Children’s programs ranked by U.S. News & World Report

Eight Children’s of Alabama pediatric specialty services are ranked in the nation’s top 50.

For the 14th consecutive year, Children’s of Alabama is ranked among the nation’s best children’s hospitals by U.S. News & World Report. The publication, in its 2023-24 Best Children’s Hospitals Survey, ranks Children’s of Alabama in the top 50 nationally in eight pediatric specialty services. These include:

  • Cancer
  • Cardiology and Heart Surgery
  • Diabetes and Endocrinology
  • Gastroenterology and Gastrointestinal Surgery
  • Nephrology
  • Neurology and Neurosurgery
  • Pulmonology
  • Urology 

“Being nationally ranked among the leaders in pediatric healthcare is a strong testament to the hard work, dedication and expertise of our entire staff and our physician partners at the University of Alabama at Birmingham (UAB) School of Medicine,” Children’s president and CEO Tom Shufflebarger said. “Our goal is to continue to provide exceptional care, service and comfort to the patients who are entrusted to us for medical care.”

This is the 14th consecutive year Children’s has participated in the U.S. News & World Report rankings program. Children’s and the UAB Departments of Pediatrics and Surgery collaborated to submit the requested information. Children’s is the primary site for pediatric clinical and educational programs for the UAB Heersink School of Medicine. Children’s has provided specialized medical care for ill and injured children since 1911, offering inpatient and outpatient services throughout central Alabama. The complete listing and corresponding rankings for the magazine’s 2023-24 Best Children’s Hospitals are online at www.usnews.com/childrenshospitals.
▬▬▬▬▬▬
Explore the material:
(a) According to the rankings article, since what year has Children's of Alabama provided specialized medical care for ill and injured children?
(b) Which pediatric specialty services does the rankings article name as ranked in the nation's top 50? List every one.
(c) Continue the rankings article, starting after its last sentence.
The lines after the rankings article aren't needed for anything here.
▬▬▬▬▬▬
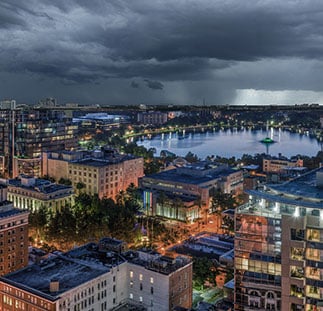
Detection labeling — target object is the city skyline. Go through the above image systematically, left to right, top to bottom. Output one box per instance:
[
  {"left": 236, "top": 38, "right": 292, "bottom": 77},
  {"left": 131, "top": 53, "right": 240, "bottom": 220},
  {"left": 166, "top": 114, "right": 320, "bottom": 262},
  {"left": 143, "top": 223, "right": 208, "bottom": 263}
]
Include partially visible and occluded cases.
[{"left": 0, "top": 0, "right": 323, "bottom": 105}]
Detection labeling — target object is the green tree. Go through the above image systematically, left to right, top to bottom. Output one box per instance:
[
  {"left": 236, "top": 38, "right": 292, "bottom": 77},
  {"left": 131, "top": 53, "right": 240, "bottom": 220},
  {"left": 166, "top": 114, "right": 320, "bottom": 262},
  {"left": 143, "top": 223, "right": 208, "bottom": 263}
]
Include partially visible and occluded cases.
[{"left": 193, "top": 257, "right": 218, "bottom": 288}]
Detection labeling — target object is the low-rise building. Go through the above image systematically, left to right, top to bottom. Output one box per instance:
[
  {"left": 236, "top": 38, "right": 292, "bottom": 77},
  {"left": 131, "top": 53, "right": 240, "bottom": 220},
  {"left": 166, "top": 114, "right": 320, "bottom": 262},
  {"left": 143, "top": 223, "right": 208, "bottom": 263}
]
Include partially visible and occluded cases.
[
  {"left": 137, "top": 111, "right": 168, "bottom": 125},
  {"left": 43, "top": 148, "right": 144, "bottom": 199},
  {"left": 262, "top": 155, "right": 303, "bottom": 173},
  {"left": 140, "top": 161, "right": 243, "bottom": 222},
  {"left": 7, "top": 175, "right": 74, "bottom": 211},
  {"left": 0, "top": 200, "right": 29, "bottom": 275},
  {"left": 0, "top": 243, "right": 192, "bottom": 311}
]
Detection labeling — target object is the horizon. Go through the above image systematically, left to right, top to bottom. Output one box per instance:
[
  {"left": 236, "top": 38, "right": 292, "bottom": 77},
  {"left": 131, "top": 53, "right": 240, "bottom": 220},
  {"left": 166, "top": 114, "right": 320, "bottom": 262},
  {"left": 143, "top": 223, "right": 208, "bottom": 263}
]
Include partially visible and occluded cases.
[{"left": 0, "top": 0, "right": 323, "bottom": 106}]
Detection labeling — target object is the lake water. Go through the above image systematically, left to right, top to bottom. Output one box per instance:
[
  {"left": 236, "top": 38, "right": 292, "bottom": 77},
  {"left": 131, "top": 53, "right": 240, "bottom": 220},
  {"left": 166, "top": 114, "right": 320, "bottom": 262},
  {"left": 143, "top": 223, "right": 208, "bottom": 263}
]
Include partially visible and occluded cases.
[{"left": 137, "top": 129, "right": 321, "bottom": 159}]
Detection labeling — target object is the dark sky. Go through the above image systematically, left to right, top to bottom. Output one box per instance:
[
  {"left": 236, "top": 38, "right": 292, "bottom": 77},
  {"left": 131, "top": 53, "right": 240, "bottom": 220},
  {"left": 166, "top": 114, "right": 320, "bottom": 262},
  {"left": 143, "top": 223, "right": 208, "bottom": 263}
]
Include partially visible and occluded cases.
[{"left": 0, "top": 0, "right": 323, "bottom": 105}]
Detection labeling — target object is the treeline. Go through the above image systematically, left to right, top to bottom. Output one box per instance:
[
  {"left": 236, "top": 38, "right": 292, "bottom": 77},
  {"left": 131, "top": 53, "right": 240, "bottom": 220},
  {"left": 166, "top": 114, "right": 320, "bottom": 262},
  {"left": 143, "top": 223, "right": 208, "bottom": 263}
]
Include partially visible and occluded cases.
[{"left": 29, "top": 186, "right": 141, "bottom": 249}]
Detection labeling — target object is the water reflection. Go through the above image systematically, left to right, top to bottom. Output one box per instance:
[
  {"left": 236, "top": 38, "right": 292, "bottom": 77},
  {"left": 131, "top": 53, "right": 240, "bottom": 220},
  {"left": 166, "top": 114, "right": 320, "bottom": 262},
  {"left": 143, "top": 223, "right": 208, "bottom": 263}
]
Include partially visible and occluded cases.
[{"left": 138, "top": 128, "right": 321, "bottom": 159}]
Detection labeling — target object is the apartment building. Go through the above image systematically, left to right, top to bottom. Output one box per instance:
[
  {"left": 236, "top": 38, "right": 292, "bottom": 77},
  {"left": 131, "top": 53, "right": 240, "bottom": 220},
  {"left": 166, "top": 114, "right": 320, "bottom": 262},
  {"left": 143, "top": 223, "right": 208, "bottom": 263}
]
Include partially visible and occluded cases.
[
  {"left": 0, "top": 106, "right": 77, "bottom": 177},
  {"left": 43, "top": 148, "right": 144, "bottom": 199},
  {"left": 262, "top": 155, "right": 303, "bottom": 173},
  {"left": 140, "top": 161, "right": 243, "bottom": 221},
  {"left": 235, "top": 168, "right": 323, "bottom": 311},
  {"left": 8, "top": 175, "right": 74, "bottom": 212},
  {"left": 0, "top": 186, "right": 29, "bottom": 275},
  {"left": 0, "top": 241, "right": 192, "bottom": 311}
]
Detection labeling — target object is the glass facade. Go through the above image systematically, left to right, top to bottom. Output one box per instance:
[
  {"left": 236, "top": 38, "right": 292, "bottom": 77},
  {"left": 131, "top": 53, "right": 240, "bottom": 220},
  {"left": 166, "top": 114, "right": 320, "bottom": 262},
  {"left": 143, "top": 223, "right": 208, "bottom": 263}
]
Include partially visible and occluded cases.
[{"left": 235, "top": 184, "right": 323, "bottom": 311}]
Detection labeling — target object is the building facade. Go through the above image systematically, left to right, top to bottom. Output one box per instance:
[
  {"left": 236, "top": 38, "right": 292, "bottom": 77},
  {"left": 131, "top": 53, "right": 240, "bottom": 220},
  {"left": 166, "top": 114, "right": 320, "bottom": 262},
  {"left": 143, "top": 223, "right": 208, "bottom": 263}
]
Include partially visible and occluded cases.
[
  {"left": 0, "top": 109, "right": 77, "bottom": 177},
  {"left": 137, "top": 111, "right": 168, "bottom": 125},
  {"left": 43, "top": 148, "right": 144, "bottom": 199},
  {"left": 262, "top": 157, "right": 303, "bottom": 173},
  {"left": 140, "top": 161, "right": 243, "bottom": 222},
  {"left": 235, "top": 169, "right": 323, "bottom": 311},
  {"left": 8, "top": 175, "right": 74, "bottom": 212},
  {"left": 0, "top": 188, "right": 29, "bottom": 275},
  {"left": 0, "top": 243, "right": 192, "bottom": 311}
]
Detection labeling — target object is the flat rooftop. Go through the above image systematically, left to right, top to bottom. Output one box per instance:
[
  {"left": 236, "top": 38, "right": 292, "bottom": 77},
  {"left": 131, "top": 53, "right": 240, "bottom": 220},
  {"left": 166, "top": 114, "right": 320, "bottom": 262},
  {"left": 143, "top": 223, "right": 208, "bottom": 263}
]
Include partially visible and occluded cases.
[
  {"left": 71, "top": 155, "right": 139, "bottom": 167},
  {"left": 143, "top": 168, "right": 237, "bottom": 185},
  {"left": 246, "top": 168, "right": 323, "bottom": 209},
  {"left": 8, "top": 178, "right": 73, "bottom": 194},
  {"left": 0, "top": 206, "right": 29, "bottom": 219},
  {"left": 0, "top": 243, "right": 125, "bottom": 301},
  {"left": 123, "top": 251, "right": 191, "bottom": 275}
]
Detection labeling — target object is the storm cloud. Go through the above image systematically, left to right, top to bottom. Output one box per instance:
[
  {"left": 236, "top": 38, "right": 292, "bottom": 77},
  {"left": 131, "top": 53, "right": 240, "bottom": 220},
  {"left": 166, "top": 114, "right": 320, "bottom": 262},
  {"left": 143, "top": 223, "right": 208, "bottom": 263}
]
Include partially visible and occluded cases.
[{"left": 0, "top": 0, "right": 323, "bottom": 104}]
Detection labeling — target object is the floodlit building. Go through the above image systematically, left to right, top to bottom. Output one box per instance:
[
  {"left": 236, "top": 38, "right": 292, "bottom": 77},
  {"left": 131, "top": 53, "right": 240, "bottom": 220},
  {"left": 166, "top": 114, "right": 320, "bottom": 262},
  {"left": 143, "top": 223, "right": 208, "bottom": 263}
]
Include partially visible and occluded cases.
[
  {"left": 0, "top": 108, "right": 77, "bottom": 177},
  {"left": 137, "top": 111, "right": 168, "bottom": 125},
  {"left": 43, "top": 148, "right": 144, "bottom": 199},
  {"left": 262, "top": 156, "right": 303, "bottom": 173},
  {"left": 140, "top": 161, "right": 243, "bottom": 221},
  {"left": 235, "top": 168, "right": 323, "bottom": 311},
  {"left": 8, "top": 175, "right": 74, "bottom": 211},
  {"left": 0, "top": 186, "right": 29, "bottom": 275},
  {"left": 0, "top": 242, "right": 192, "bottom": 311}
]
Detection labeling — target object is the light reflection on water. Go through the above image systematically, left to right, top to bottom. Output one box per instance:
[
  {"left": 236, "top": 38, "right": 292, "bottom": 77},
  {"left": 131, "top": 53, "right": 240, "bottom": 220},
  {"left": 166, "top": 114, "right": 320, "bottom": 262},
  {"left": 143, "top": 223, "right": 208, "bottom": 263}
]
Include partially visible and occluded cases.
[{"left": 138, "top": 129, "right": 321, "bottom": 159}]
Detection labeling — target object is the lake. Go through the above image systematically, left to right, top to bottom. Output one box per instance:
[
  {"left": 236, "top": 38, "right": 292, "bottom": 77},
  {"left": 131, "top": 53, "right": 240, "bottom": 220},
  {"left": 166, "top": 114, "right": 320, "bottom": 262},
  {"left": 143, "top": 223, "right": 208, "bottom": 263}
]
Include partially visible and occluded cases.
[{"left": 137, "top": 129, "right": 321, "bottom": 159}]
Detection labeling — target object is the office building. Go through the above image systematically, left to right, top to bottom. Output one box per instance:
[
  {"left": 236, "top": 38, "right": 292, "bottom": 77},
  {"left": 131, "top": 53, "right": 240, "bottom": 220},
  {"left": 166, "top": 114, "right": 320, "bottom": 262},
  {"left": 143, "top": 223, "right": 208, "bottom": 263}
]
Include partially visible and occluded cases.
[
  {"left": 0, "top": 109, "right": 77, "bottom": 177},
  {"left": 137, "top": 111, "right": 168, "bottom": 125},
  {"left": 43, "top": 147, "right": 144, "bottom": 199},
  {"left": 262, "top": 155, "right": 303, "bottom": 173},
  {"left": 140, "top": 161, "right": 243, "bottom": 222},
  {"left": 235, "top": 168, "right": 323, "bottom": 311},
  {"left": 8, "top": 175, "right": 74, "bottom": 212},
  {"left": 0, "top": 186, "right": 29, "bottom": 275},
  {"left": 0, "top": 241, "right": 192, "bottom": 311}
]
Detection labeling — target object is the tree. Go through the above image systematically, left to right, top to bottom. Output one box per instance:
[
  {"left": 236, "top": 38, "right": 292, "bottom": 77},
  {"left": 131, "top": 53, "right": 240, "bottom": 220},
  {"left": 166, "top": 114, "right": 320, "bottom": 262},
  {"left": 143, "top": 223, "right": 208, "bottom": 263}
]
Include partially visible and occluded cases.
[
  {"left": 75, "top": 181, "right": 85, "bottom": 194},
  {"left": 28, "top": 205, "right": 49, "bottom": 237},
  {"left": 193, "top": 257, "right": 218, "bottom": 287}
]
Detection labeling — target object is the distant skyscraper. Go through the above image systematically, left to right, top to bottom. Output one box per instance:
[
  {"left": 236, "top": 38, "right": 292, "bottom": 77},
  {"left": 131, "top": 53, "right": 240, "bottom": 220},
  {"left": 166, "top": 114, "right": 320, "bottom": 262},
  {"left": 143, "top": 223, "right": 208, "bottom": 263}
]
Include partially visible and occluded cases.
[
  {"left": 0, "top": 109, "right": 77, "bottom": 177},
  {"left": 235, "top": 168, "right": 323, "bottom": 311},
  {"left": 0, "top": 185, "right": 29, "bottom": 275}
]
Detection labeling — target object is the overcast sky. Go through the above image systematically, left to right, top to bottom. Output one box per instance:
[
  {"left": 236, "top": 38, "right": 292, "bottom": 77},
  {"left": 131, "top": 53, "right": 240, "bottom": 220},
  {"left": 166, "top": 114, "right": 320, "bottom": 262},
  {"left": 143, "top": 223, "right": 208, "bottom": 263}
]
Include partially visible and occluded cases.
[{"left": 0, "top": 0, "right": 323, "bottom": 105}]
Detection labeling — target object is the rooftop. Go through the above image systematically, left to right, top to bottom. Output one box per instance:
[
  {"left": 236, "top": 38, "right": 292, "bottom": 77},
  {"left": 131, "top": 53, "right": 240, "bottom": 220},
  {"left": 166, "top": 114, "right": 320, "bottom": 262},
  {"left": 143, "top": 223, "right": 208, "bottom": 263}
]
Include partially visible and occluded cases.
[
  {"left": 72, "top": 154, "right": 139, "bottom": 167},
  {"left": 144, "top": 167, "right": 236, "bottom": 185},
  {"left": 247, "top": 168, "right": 323, "bottom": 209},
  {"left": 8, "top": 176, "right": 73, "bottom": 194},
  {"left": 0, "top": 201, "right": 29, "bottom": 219},
  {"left": 0, "top": 243, "right": 125, "bottom": 301},
  {"left": 123, "top": 251, "right": 191, "bottom": 275}
]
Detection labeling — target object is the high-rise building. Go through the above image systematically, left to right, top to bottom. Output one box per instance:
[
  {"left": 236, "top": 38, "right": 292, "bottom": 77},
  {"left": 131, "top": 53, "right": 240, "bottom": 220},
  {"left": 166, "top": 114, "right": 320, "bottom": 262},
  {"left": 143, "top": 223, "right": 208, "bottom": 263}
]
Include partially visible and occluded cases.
[
  {"left": 0, "top": 109, "right": 77, "bottom": 177},
  {"left": 235, "top": 168, "right": 323, "bottom": 311},
  {"left": 0, "top": 185, "right": 29, "bottom": 275},
  {"left": 0, "top": 239, "right": 192, "bottom": 311}
]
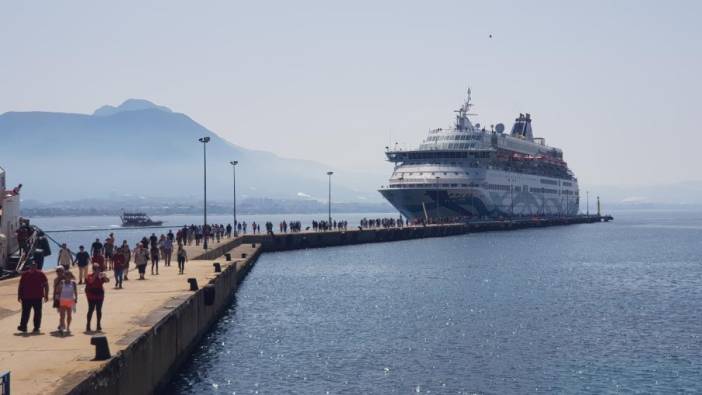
▬▬▬▬▬▬
Results by task:
(a) Since 1911.

(b)
- Cancer
- Cardiology and Heart Surgery
- Diabetes and Endocrinology
- Gastroenterology and Gastrointestinal Surgery
- Nephrology
- Neurology and Neurosurgery
- Pulmonology
- Urology

(c)
U.S. News & World Report introduced the Best Children’s Hospitals rankings in 2007 to help families of sick children find the best medical care available. Children’s and UAB began participating during the 2010-11 ranking cycle. The rankings offer families an exclusive look at quality-related information at the individual hospital level. To create the pediatric rankings, U.S. News & World Report gathers key clinical data from nearly 200 medical centers through a detailed survey that looks at measures such as patient safety, infection prevention and adequacy of nurse staffing. In addition, part of each hospital’s score is derived from surveys of more than 15,000 pediatric specialists who are asked where they would send the sickest children in their specialty.